>> Begin Input material
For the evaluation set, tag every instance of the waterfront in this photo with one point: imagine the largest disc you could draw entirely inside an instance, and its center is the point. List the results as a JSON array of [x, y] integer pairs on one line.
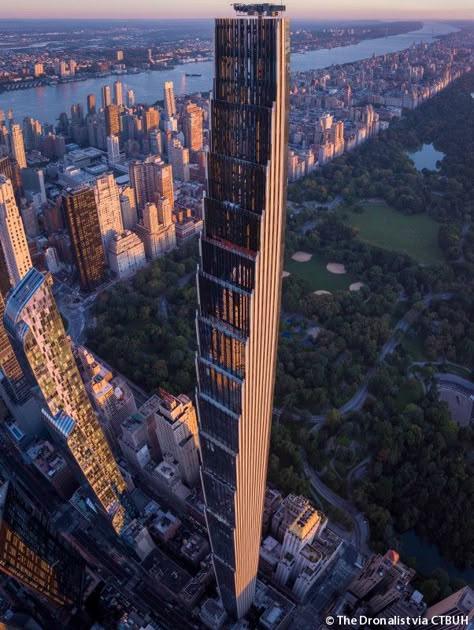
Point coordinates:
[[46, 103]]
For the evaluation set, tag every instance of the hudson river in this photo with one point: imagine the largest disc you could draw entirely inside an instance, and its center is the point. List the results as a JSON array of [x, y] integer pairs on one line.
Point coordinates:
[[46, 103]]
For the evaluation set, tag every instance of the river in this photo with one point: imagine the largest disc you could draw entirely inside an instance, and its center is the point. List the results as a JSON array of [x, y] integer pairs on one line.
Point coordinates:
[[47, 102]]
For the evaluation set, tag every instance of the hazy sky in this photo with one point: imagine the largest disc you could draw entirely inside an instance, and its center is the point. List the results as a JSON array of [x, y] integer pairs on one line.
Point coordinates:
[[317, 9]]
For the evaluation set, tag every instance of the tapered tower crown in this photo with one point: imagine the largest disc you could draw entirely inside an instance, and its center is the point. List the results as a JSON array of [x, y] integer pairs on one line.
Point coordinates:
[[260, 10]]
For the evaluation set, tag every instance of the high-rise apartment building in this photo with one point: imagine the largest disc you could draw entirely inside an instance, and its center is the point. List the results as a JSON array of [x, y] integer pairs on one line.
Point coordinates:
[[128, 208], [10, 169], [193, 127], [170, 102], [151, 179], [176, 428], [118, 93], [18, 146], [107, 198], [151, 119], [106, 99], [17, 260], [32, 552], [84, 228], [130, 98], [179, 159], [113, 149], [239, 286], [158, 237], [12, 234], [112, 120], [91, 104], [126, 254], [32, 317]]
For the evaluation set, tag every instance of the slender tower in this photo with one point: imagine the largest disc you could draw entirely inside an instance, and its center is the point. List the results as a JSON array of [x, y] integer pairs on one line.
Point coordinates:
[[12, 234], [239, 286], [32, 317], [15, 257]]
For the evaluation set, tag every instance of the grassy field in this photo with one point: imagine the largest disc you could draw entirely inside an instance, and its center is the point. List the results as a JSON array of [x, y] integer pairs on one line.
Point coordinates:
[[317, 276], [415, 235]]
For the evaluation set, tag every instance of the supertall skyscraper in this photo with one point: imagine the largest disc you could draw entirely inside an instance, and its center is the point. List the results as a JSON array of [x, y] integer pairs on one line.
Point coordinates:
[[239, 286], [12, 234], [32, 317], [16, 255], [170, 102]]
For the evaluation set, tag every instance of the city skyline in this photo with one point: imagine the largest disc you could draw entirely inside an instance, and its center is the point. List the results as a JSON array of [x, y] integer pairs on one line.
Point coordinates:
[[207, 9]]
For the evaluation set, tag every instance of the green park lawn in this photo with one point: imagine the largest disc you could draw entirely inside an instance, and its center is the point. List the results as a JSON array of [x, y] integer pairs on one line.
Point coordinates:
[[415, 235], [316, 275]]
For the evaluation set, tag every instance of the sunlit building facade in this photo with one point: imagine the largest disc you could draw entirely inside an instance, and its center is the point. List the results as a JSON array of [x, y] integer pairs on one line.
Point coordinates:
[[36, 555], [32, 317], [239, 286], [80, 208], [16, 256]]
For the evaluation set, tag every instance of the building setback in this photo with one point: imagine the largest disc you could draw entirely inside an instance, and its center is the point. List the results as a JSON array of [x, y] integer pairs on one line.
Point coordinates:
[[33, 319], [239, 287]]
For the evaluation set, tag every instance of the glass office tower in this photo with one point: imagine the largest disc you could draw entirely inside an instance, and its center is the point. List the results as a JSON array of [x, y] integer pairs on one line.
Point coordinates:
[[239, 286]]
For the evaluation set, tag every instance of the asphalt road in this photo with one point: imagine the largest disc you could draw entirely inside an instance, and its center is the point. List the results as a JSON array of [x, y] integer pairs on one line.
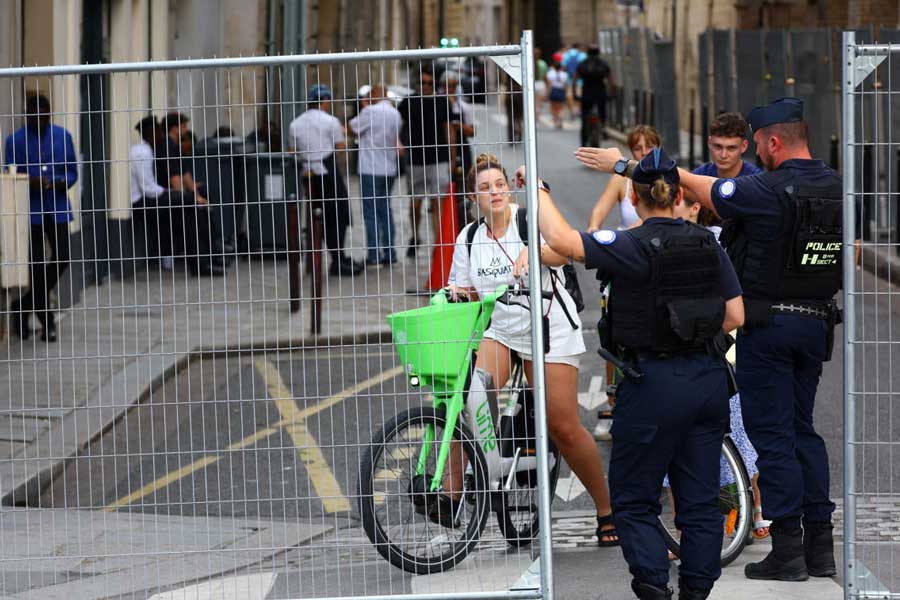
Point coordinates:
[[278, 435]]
>> End Input material
Begin with the line containing "For the evaluation set, tag every instance of the sunlit" and end with the final line of the data, printing those lines exactly and only; pictures are left out.

For the evaluation set, tag every instance of the sunlit building facade in this photo with one point: imagine the largest disc you could draw entirely inside an instance, and its center is the point. List the results as a JSON array of [x, y] integer pairs on one line.
Point coordinates:
[[36, 555], [32, 317], [239, 286], [80, 208], [16, 256]]
For the evaluation set, tag every instance of the building setback in this photo with one point: imagine the largest disc you could draw entirely inside an instance, and its center is the point. List the results as a JSON array of [x, y] integer pairs on one line.
Point coordinates:
[[33, 319], [239, 287]]
For the evaluation set, tag every instance of the glass office tower in this photo with one point: imagine the largest disc you could draw entirely inside an instance, and its center is the point. List the results as a JSON array of [x, y] integer pairs on one line.
Point coordinates:
[[239, 286]]
For the evaluation set, tag every instance of the asphalt road in this photo with one point: imagine the largest disc you could draw entirely inside an instance, and its center is the point. List the results as a JSON array of [x, y] integer pairs on one line.
Point coordinates:
[[278, 435]]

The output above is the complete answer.